> The exercise
Below is a set of records. Repeat all of them exactly.

> Data shown
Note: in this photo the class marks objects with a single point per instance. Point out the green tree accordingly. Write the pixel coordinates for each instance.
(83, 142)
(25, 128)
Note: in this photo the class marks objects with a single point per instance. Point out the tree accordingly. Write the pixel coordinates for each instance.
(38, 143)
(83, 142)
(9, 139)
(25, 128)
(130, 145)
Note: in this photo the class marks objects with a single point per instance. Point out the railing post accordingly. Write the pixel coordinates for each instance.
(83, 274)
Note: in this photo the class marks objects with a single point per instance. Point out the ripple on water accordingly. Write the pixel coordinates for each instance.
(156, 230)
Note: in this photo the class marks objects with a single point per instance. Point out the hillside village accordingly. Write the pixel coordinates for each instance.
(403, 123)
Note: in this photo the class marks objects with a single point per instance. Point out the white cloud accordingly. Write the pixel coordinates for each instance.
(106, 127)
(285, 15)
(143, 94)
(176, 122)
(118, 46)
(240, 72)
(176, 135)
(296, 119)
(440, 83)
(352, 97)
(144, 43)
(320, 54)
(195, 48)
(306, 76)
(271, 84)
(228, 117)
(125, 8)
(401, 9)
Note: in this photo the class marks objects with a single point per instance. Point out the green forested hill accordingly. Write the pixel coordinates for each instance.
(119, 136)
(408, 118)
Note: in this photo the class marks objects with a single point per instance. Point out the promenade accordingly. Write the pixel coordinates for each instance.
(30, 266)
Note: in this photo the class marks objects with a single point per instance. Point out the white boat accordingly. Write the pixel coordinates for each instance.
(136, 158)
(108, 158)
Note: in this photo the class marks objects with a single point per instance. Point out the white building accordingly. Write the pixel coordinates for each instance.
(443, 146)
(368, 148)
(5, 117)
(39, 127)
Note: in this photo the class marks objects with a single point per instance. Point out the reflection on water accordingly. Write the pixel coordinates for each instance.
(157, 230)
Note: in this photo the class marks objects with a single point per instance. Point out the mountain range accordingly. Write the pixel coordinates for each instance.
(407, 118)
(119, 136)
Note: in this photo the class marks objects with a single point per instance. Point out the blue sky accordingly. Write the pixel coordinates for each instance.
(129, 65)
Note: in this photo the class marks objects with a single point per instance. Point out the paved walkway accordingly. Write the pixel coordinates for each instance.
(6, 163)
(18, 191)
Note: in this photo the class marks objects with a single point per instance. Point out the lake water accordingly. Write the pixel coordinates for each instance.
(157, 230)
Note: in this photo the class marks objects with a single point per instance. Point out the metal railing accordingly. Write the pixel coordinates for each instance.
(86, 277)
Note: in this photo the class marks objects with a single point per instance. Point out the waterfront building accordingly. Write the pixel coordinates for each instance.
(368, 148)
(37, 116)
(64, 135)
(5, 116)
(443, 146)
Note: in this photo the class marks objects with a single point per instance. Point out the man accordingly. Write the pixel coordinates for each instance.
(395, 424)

> Exercise response
Note: in this photo the class marks objects with a single point per instance. Point out the green tree accordingly. Write the pixel coordinates for each instance.
(83, 142)
(25, 128)
Note: in this photo the class marks objects with a single point per instance. Point out the tree accordingly. Write the pixel coordinates for each instance.
(38, 143)
(83, 142)
(9, 139)
(25, 128)
(130, 145)
Note: in this photo the class marks objects with a single point per instance. Point out the railing post accordingly. Write the pixel coordinates for each instance.
(83, 274)
Note: in this photo the class marks objects with a single point per instance. Point out the ripple on water accordingly. Write the pixel coordinates for each instance.
(156, 230)
Note: in this photo the class marks objects with a single point per instance. Point out the hillside village accordingly. Write the pixel coordinates for each instance.
(403, 123)
Note: in this photo the class marks objects with a single point per instance. Point out the white cloud accordingly. Write the pixel coordinates for each instance.
(106, 127)
(285, 15)
(143, 94)
(176, 122)
(118, 46)
(240, 72)
(176, 135)
(296, 119)
(440, 83)
(352, 97)
(144, 43)
(320, 54)
(195, 48)
(306, 76)
(271, 84)
(228, 117)
(125, 8)
(401, 9)
Note: in this photo the class marks objects with a single point per instance. Point out the green forested hill accordingly. Write the pixel coordinates for each instance.
(119, 136)
(408, 118)
Note: in this photo the class marks objects with a single point per instance. Point out the promenade accordingly. Write the pixel coordinates for each instance.
(30, 266)
Note: in this photo the class marks objects with a single point per instance. Point out the white boat accordingly. Write the pixel coordinates for each instance.
(136, 158)
(108, 158)
Note: in this photo the class marks objects with a single point per instance. Point out the white building accordingly. Write the pixel coordinates for each instance.
(443, 146)
(368, 148)
(5, 117)
(39, 127)
Note: in this photo the class marks objects with a single point per instance. Point out the reflection on water accordingly. Write the pixel coordinates for each instance.
(157, 230)
Note: in this photo the class marks objects with a single point per instance. Point out the mountain range accordingly. Write the pixel coordinates for each instance.
(407, 118)
(119, 136)
Note: in this photo the class marks objects with a single point per instance. Point out the blue sky accordingly. Write the pixel coordinates for each instance.
(129, 65)
Note: in this photo the class marks objects with a single point per instance. Point out the paved walkway accordingly. Write the pixel coordinates for each instance.
(6, 163)
(18, 191)
Note: in this photo the class marks objects with a single point per instance. Point out the lake water accordingly. Write the pixel coordinates for each instance.
(157, 230)
Note: in this photo the class marks objects with a single point per instance. Point out the metal railing accordingly. Write the pixel coordinates for each instance.
(86, 277)
Note: in this photo the class marks objects with a single point per instance. Point out the waterfront building accordingly. Write the pixel coordinates for each instance.
(368, 148)
(37, 116)
(64, 135)
(5, 116)
(443, 146)
Note: in this photo the class marks objects with a single point per instance. Point out the man accordingly. Write the pixel coordinates for each instance.
(395, 424)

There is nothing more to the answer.